[Entries from a point annotation set]
START

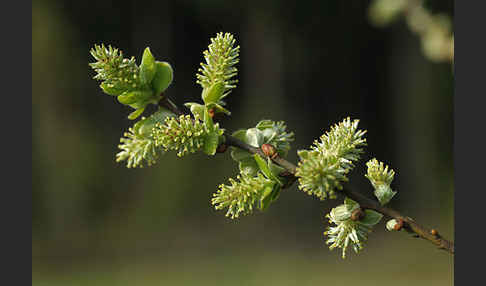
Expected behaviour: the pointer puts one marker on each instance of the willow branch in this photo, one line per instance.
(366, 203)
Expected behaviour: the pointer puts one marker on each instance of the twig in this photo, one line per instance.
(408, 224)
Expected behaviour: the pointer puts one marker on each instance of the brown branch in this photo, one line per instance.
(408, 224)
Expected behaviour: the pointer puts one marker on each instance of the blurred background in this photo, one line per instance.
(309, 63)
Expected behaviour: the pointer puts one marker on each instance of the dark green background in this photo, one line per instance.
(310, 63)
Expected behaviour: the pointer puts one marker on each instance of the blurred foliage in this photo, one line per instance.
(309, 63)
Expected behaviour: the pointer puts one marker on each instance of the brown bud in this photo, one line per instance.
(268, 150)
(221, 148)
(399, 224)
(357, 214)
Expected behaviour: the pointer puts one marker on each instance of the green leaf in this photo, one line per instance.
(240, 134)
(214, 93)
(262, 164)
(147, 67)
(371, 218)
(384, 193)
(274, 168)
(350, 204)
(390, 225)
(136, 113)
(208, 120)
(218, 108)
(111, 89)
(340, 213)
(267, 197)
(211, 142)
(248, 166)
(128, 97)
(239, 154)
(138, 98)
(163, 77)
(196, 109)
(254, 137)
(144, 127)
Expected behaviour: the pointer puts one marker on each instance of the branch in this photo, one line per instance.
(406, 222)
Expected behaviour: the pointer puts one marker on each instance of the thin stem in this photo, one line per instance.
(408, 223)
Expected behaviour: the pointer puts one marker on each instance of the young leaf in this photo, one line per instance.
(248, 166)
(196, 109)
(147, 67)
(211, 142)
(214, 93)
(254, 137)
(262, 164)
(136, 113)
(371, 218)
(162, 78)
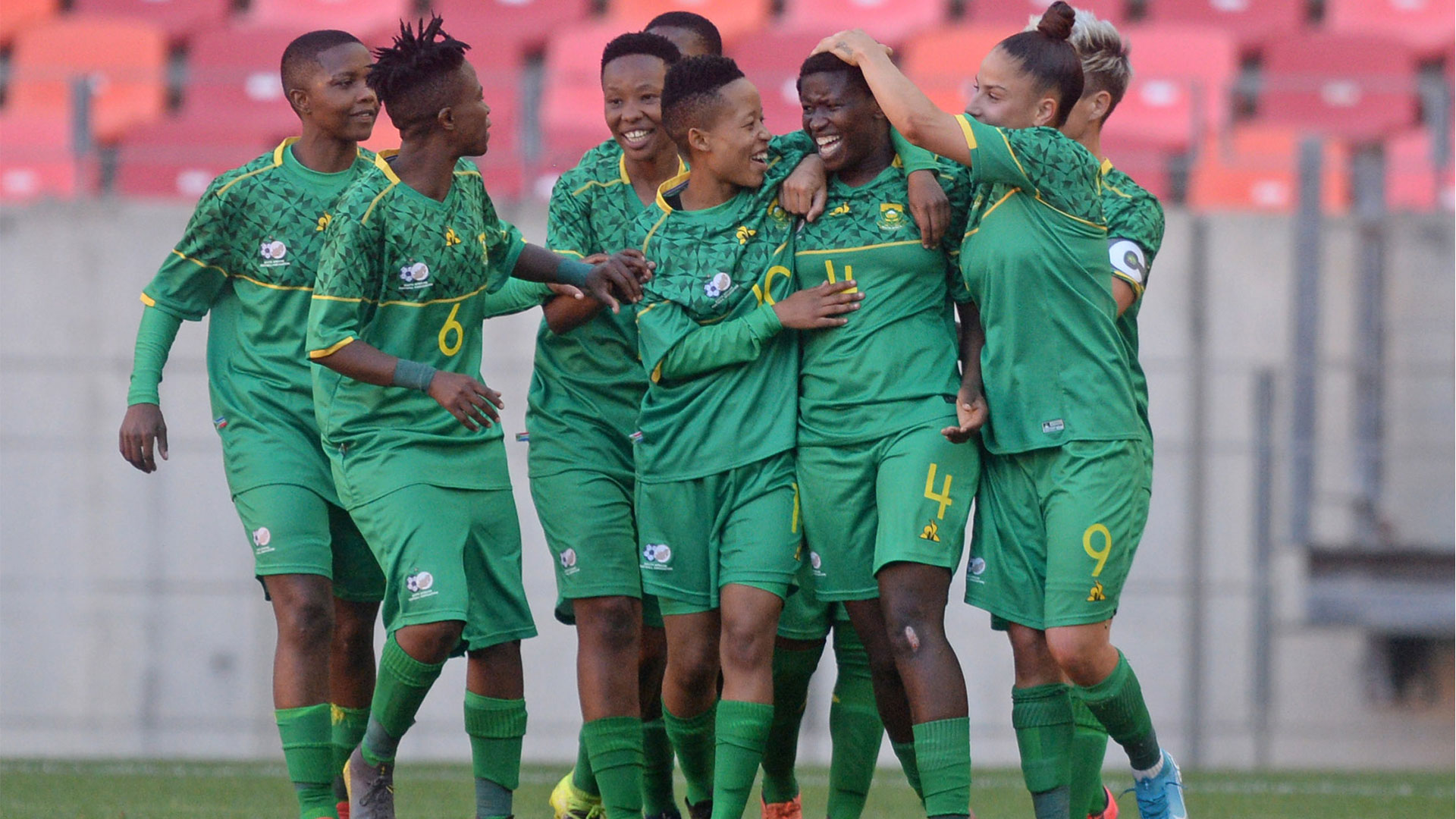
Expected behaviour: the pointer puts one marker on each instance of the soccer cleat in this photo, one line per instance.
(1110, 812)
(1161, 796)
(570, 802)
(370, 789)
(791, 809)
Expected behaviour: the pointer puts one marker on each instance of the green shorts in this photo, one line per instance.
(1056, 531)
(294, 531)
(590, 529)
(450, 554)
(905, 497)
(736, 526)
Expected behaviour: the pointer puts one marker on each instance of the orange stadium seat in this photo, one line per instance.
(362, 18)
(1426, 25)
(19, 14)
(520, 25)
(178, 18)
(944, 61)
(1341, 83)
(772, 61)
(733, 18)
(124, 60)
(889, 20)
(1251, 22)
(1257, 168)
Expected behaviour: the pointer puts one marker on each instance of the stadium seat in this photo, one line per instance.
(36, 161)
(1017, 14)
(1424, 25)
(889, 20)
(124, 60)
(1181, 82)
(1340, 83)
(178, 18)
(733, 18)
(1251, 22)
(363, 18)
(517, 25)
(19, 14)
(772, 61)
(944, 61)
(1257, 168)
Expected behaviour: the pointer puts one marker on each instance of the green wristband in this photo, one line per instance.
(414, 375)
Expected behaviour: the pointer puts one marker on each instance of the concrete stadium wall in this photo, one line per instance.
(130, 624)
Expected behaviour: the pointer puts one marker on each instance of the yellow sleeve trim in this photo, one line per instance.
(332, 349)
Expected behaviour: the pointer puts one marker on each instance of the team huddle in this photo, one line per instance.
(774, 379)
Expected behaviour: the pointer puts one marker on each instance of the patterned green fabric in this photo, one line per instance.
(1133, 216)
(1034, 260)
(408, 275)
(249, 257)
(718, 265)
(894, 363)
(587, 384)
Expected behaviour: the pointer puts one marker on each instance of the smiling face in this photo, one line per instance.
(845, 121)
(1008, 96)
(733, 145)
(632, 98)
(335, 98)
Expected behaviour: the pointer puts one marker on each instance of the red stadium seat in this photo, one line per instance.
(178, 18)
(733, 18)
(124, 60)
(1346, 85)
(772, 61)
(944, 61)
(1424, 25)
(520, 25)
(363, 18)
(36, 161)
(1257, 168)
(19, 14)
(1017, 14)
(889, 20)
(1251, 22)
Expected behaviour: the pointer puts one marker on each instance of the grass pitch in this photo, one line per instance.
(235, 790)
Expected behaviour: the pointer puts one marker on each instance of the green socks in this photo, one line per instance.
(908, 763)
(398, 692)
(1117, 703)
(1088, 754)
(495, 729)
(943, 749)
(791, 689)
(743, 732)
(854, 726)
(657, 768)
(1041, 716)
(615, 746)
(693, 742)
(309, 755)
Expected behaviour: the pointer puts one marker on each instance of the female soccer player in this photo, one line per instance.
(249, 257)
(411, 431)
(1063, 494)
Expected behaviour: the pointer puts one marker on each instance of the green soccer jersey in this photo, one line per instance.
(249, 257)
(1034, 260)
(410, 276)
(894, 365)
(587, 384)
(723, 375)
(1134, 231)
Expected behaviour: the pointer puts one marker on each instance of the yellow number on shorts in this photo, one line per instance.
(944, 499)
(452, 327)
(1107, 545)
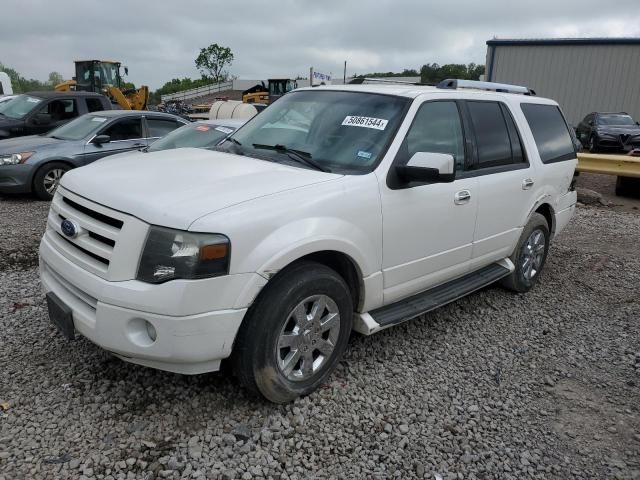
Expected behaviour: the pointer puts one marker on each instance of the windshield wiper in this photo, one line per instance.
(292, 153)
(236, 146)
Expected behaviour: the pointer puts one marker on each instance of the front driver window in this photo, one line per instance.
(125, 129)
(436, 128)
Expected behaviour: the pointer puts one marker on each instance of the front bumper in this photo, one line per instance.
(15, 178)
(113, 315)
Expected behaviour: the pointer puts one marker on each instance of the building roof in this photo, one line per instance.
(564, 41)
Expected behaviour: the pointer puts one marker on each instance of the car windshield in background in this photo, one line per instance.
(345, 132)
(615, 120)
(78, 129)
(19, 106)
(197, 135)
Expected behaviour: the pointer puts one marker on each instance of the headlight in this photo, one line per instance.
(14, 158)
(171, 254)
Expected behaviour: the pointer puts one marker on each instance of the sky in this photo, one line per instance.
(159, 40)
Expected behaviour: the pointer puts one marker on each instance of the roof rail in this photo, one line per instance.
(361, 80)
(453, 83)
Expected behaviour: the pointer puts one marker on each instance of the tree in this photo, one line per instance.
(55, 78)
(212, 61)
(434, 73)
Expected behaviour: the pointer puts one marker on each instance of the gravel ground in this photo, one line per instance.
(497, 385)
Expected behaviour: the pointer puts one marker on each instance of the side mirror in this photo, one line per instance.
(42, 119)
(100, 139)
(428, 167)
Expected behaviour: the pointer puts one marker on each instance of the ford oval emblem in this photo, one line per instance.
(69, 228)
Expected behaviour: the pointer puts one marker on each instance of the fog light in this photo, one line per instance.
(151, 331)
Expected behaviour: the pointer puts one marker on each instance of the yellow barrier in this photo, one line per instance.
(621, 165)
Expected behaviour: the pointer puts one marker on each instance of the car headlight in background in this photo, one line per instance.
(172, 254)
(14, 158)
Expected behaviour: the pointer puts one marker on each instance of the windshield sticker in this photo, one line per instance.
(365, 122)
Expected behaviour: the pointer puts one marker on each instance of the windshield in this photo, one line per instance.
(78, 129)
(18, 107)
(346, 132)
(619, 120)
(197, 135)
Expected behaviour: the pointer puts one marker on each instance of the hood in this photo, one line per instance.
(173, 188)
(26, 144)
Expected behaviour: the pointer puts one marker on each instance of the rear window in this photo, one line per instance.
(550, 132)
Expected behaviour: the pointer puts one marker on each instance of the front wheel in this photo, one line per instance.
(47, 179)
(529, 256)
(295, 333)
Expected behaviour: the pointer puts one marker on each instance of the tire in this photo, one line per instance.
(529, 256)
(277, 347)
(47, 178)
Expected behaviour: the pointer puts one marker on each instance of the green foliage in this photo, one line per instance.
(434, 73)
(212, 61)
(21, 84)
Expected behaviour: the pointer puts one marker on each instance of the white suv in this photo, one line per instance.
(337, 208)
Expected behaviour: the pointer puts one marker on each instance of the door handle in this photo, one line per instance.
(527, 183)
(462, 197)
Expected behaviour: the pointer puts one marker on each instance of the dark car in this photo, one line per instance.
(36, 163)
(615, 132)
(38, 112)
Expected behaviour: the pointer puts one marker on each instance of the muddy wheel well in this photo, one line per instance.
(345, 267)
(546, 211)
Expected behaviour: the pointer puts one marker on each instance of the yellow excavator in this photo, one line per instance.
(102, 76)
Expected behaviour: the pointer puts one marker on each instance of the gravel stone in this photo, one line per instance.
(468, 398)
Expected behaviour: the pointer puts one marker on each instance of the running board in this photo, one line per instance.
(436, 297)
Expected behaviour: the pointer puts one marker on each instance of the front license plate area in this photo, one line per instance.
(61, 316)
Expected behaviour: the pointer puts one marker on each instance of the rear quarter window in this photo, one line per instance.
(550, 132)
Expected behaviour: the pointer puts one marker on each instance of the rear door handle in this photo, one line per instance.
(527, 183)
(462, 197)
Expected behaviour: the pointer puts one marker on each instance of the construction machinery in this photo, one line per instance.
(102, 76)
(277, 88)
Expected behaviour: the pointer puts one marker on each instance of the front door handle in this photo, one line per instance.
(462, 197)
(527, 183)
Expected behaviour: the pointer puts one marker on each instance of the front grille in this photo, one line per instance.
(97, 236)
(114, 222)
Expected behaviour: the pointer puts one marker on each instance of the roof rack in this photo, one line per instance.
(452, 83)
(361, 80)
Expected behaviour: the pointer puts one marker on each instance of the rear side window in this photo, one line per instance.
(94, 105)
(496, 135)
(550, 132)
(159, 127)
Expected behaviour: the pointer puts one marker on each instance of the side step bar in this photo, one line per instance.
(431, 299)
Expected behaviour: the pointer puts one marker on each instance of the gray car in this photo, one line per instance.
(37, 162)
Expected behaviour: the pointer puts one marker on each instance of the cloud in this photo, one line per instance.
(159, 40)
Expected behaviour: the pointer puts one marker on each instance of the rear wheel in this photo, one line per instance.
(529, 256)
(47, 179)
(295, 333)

END

### What needs to be done
Rewrite the listing from the line containing "bar in this photo, one line per instance." through the end, inclusive, changing "gray car" to "silver car" and leaving everything else as it is.

### Solution to this problem
Expected behaviour: the pointer puts one marker on each instance of the side step bar in this photo, one line per instance.
(431, 299)
Expected behaviour: the pointer puts one marker on each instance of the silver car in this photo, one line per instance.
(37, 162)
Expected behaviour: the pointer puts one marker on each instance of the cloud in this photo, one line per instance.
(159, 40)
Expected behaviour: the pointer puts one marker on each instance of the rear wheel in this photo, one line per instance.
(529, 256)
(47, 179)
(295, 333)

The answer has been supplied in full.